• What you have to do: Rewrite the listing below as a numbered list, leaving out any blank lines.

• Provided entries:
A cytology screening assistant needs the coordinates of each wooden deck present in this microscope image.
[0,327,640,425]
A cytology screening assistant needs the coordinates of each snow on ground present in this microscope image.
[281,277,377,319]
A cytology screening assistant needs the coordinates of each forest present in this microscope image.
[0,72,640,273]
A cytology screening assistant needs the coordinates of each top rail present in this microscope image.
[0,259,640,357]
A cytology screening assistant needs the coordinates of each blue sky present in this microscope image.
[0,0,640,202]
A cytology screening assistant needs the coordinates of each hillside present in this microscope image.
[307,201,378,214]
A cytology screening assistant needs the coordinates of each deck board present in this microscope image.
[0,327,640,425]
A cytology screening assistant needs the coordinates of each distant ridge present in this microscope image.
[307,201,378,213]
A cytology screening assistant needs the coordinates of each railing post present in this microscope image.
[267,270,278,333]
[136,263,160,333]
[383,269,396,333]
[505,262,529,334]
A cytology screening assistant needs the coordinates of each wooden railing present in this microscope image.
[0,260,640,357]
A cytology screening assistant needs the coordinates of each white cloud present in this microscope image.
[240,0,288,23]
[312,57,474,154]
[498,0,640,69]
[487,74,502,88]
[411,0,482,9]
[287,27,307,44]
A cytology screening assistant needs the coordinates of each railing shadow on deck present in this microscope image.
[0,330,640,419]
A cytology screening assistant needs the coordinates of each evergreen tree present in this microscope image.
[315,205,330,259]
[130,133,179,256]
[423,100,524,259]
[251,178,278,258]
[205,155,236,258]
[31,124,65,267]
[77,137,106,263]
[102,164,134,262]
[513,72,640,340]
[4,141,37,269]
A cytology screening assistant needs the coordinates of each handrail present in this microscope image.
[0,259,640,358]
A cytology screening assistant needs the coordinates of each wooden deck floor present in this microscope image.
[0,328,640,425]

• Response:
1. A cytology screening assistant needs the coordinates of each wooden deck present in this microscope image.
2. [0,327,640,425]
3. A cytology screening assistant needs the coordinates of each snow on ground present in this microscope image.
4. [281,277,377,319]
5. A cytology screening assistant needs the coordinates of each forest present in this microscope image.
6. [0,72,640,273]
7. A cytology screening assistant needs the coordinates of each top rail present in this microscope image.
8. [0,259,640,357]
9. A cytology screening assistant needs the coordinates of each blue sky present in this microscope image.
10. [0,0,640,202]
11. A cytology screening assistant needs the coordinates of each hillside present in this microscope image.
12. [307,201,378,214]
13. A cytology screening assistant needs the coordinates of each deck board present in this microscope image.
14. [0,327,640,425]
15. A cytology screening assistant needs the coordinates of each distant ridge present in this microscope image.
16. [307,201,378,213]
17. A cytology screening assistant needs the coordinates of each railing post present in this microscope image.
18. [267,270,278,333]
19. [136,263,160,333]
20. [383,269,396,333]
21. [505,262,529,334]
22. A cytology screening assistant needs the coordinates of each wooden railing present in this microscope image.
23. [0,260,640,357]
24. A cytology screening assistant needs the coordinates of each white cloud present in this microscope image.
25. [240,0,288,23]
26. [312,57,474,154]
27. [498,0,640,69]
28. [487,74,502,88]
29. [411,0,482,9]
30. [287,27,307,44]
31. A cytology screening assistant needs the coordinates of each railing shadow on deck present in this microscope image.
32. [0,330,640,419]
33. A cytology screening assistant needs the coordinates of each evergreen tree present in this microscope image.
34. [315,205,330,259]
35. [130,133,179,256]
36. [423,100,524,259]
37. [251,178,278,258]
38. [205,155,236,258]
39. [31,124,65,267]
40. [77,137,106,263]
41. [102,164,134,262]
42. [513,72,640,340]
43. [4,141,37,269]
44. A cytology screening assistant needs the coordinates of each handrail present in this microscope image.
45. [0,259,640,358]
46. A cytology screening assistant needs the coordinates of each wooden deck floor present in this microscope image.
47. [0,328,640,425]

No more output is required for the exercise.